• **MATERIAL SUPPLIED**
-- start --

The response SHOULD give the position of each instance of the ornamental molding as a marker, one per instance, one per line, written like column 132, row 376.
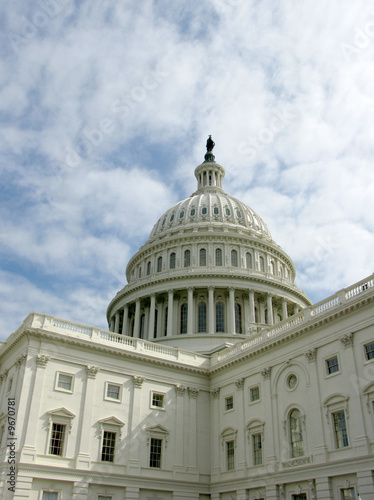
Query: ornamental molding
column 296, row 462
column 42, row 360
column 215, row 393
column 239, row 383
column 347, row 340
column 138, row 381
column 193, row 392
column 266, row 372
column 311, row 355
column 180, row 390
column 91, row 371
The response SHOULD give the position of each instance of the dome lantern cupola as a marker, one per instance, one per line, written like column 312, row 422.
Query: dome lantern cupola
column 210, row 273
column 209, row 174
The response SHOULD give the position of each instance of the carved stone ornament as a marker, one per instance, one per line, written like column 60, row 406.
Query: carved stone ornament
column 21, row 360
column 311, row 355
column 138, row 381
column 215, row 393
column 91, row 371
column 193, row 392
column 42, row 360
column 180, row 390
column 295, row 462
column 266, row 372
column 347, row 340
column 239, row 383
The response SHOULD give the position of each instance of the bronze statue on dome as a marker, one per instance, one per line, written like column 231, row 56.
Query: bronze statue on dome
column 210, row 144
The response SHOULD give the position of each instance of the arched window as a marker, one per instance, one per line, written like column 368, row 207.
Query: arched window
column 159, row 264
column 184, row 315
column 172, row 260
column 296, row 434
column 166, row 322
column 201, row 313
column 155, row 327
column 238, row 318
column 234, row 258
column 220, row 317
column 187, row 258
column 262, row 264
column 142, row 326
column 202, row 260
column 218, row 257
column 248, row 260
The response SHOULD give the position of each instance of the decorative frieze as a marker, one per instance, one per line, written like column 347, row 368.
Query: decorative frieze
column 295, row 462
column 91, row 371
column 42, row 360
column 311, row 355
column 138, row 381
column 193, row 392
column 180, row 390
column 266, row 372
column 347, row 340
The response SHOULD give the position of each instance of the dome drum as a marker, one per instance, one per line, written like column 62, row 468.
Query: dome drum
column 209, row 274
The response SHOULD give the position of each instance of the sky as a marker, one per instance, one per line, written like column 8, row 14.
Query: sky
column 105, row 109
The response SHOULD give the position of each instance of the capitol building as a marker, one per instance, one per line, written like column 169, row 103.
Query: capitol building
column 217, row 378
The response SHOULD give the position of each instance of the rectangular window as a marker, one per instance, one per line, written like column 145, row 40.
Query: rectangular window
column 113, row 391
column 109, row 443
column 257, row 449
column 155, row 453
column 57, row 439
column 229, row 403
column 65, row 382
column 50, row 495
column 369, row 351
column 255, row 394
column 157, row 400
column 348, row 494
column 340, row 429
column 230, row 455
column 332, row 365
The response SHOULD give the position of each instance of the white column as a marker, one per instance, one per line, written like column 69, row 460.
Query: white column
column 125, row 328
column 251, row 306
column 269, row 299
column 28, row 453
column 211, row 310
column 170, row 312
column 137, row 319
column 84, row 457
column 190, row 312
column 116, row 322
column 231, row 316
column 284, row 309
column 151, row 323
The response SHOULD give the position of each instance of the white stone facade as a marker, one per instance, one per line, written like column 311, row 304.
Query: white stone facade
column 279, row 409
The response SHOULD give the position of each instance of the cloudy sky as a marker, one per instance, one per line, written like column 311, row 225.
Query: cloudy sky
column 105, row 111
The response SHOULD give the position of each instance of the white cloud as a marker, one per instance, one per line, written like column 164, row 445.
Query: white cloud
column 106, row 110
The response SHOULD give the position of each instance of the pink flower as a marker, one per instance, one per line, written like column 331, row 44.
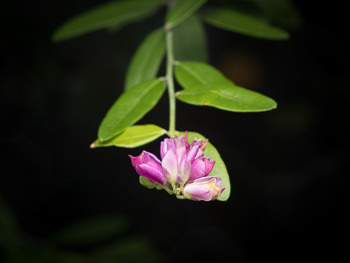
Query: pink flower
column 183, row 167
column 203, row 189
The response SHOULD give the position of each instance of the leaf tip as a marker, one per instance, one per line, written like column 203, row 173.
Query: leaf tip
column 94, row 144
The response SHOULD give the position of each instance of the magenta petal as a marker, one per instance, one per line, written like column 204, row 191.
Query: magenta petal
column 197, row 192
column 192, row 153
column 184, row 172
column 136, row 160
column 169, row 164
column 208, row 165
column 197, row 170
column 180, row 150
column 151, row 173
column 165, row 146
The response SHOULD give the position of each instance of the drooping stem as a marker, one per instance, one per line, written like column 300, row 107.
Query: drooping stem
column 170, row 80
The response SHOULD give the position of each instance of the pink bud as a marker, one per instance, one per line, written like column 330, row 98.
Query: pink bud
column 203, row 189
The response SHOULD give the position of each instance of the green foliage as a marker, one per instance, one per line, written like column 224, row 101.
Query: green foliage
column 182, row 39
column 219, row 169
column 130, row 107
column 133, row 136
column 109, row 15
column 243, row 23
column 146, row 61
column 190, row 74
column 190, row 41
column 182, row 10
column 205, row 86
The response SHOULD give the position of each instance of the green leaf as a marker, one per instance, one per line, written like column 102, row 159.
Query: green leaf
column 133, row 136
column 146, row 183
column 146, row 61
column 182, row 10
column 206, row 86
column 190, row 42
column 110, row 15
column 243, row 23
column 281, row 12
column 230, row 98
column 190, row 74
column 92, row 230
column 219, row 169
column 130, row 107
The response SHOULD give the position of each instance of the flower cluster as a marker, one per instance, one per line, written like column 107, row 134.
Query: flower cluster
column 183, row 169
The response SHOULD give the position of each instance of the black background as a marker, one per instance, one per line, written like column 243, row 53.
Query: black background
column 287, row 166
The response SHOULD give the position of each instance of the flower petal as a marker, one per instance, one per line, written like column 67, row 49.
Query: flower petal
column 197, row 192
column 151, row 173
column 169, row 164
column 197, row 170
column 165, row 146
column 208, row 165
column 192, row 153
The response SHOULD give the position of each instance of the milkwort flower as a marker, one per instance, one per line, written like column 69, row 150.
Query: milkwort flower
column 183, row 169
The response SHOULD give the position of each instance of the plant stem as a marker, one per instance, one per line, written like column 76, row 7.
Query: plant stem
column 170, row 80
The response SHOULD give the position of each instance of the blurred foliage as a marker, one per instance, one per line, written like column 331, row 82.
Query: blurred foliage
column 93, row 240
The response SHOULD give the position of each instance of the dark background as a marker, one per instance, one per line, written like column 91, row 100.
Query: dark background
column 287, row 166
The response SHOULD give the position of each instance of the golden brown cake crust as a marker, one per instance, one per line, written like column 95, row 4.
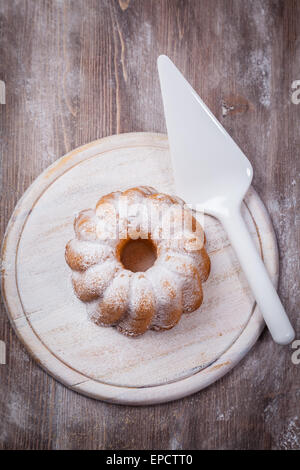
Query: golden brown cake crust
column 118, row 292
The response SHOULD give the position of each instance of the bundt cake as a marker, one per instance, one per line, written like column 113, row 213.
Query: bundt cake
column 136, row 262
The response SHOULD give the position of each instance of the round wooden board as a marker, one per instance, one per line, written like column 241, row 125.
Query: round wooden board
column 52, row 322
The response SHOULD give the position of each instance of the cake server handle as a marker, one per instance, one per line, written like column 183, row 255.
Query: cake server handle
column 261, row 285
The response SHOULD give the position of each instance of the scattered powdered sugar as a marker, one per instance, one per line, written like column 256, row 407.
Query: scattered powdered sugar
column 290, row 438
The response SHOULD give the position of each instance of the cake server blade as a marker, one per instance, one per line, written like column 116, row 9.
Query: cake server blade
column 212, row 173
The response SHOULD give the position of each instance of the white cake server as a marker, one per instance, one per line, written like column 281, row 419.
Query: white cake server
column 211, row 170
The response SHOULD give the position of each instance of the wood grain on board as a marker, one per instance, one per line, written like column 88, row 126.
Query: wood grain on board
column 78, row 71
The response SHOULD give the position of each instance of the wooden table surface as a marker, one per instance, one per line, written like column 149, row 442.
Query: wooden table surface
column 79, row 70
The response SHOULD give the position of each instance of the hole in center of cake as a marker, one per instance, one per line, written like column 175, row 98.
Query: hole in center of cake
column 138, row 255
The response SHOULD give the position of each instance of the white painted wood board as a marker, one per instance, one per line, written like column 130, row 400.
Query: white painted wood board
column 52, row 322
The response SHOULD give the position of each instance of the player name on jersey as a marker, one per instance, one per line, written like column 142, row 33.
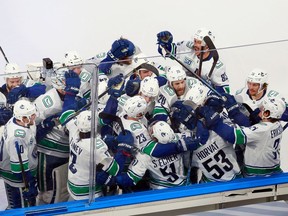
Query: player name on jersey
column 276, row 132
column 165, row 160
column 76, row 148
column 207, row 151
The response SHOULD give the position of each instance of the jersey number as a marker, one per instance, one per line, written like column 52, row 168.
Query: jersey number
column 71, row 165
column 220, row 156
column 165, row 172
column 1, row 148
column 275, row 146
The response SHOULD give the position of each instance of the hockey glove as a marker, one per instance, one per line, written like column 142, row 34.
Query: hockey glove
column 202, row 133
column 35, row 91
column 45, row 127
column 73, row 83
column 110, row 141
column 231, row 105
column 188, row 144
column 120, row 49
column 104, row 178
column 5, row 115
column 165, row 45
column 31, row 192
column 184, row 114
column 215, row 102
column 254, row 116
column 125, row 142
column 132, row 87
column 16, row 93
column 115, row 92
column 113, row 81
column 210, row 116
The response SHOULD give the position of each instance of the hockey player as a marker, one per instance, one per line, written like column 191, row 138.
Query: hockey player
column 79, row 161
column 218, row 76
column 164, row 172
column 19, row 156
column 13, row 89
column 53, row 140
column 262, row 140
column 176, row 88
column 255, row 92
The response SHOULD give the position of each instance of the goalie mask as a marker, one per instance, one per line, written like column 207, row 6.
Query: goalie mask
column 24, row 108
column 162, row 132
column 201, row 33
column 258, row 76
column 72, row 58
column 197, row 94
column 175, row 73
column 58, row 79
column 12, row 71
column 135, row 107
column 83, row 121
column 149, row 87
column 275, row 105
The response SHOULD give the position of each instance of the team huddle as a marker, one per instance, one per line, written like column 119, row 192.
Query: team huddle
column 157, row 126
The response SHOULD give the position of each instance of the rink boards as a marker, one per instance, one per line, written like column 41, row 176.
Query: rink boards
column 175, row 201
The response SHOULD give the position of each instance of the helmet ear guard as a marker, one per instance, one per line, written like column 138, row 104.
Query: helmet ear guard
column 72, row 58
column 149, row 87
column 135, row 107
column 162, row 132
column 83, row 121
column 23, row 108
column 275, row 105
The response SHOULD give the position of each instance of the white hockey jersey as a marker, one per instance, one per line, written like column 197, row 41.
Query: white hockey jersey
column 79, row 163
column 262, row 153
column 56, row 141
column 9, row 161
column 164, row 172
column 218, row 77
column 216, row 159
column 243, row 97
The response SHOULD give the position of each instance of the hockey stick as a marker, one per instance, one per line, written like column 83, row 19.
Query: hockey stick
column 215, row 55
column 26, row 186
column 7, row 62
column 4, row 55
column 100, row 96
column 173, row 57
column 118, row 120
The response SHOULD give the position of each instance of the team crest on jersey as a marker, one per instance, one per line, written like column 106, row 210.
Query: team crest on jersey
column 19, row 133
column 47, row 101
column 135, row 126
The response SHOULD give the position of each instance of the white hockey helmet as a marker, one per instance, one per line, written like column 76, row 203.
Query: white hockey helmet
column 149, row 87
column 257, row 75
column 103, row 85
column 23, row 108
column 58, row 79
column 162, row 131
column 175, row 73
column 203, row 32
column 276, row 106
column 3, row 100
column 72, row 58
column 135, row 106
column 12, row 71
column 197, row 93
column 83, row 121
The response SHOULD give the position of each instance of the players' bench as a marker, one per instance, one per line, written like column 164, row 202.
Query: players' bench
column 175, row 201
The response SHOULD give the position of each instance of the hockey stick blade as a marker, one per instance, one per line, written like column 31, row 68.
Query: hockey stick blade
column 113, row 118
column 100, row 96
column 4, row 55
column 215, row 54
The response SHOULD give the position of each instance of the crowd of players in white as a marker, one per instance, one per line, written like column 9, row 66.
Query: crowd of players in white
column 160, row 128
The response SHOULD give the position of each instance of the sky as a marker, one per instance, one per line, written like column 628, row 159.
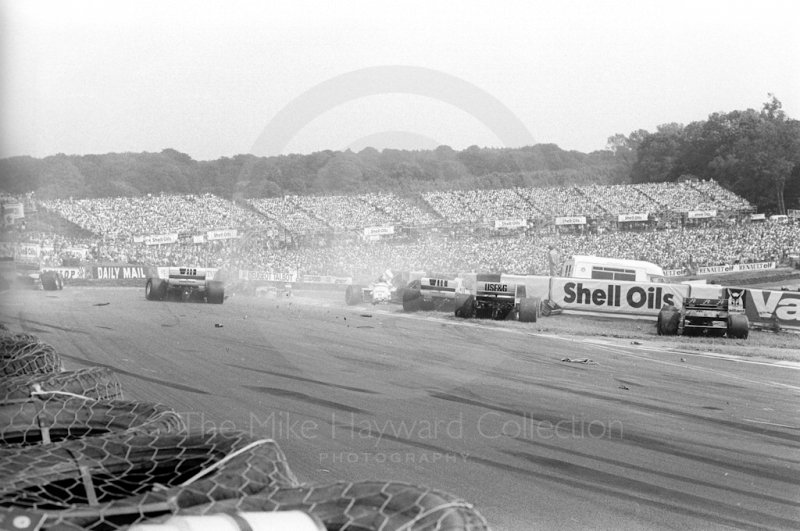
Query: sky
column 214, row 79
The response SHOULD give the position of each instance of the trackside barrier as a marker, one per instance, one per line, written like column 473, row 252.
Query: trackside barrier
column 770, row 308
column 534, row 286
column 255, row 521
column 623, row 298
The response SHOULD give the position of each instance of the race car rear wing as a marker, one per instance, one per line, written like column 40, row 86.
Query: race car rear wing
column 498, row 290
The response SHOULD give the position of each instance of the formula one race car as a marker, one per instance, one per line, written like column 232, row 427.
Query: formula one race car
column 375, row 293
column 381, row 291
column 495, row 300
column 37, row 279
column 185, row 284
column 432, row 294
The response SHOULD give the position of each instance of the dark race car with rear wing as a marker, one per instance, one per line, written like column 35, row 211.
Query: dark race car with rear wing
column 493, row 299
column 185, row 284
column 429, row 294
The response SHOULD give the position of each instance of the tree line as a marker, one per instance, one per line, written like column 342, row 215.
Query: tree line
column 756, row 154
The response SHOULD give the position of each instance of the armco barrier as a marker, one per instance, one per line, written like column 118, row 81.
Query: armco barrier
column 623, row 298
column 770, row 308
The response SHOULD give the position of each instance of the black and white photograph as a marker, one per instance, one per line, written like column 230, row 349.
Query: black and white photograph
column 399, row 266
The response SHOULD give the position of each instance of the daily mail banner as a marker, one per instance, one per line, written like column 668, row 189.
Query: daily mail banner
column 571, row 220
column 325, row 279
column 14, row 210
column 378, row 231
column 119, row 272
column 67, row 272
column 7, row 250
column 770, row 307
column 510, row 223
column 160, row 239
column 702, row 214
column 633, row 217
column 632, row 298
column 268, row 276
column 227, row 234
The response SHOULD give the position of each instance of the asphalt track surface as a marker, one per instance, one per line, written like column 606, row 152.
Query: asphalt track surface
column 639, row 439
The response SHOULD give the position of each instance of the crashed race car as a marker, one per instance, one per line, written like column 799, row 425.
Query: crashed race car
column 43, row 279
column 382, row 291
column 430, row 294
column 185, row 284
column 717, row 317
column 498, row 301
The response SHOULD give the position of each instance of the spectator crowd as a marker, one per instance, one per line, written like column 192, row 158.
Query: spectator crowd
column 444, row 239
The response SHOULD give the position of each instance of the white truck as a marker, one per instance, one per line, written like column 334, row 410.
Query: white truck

-- end --

• **YOUR OBJECTIVE**
Edit the data above from the line containing "149, row 442." to the line containing "column 138, row 255": replace "hole in center of cake" with "hole in the middle of the cake" and leave everything else unchanged. Give back only those lines.

• **COMPLETE RESPONSE**
The response SHOULD give the position of each instance of the wooden table surface as a marker, one per instance, one per line, written like column 149, row 442.
Query: wooden table surface
column 79, row 70
The response SHOULD give the position of each instance of the hole in the middle of the cake as a marker, one per instance, one per line, written like column 175, row 98.
Query: hole in the middle of the cake
column 138, row 255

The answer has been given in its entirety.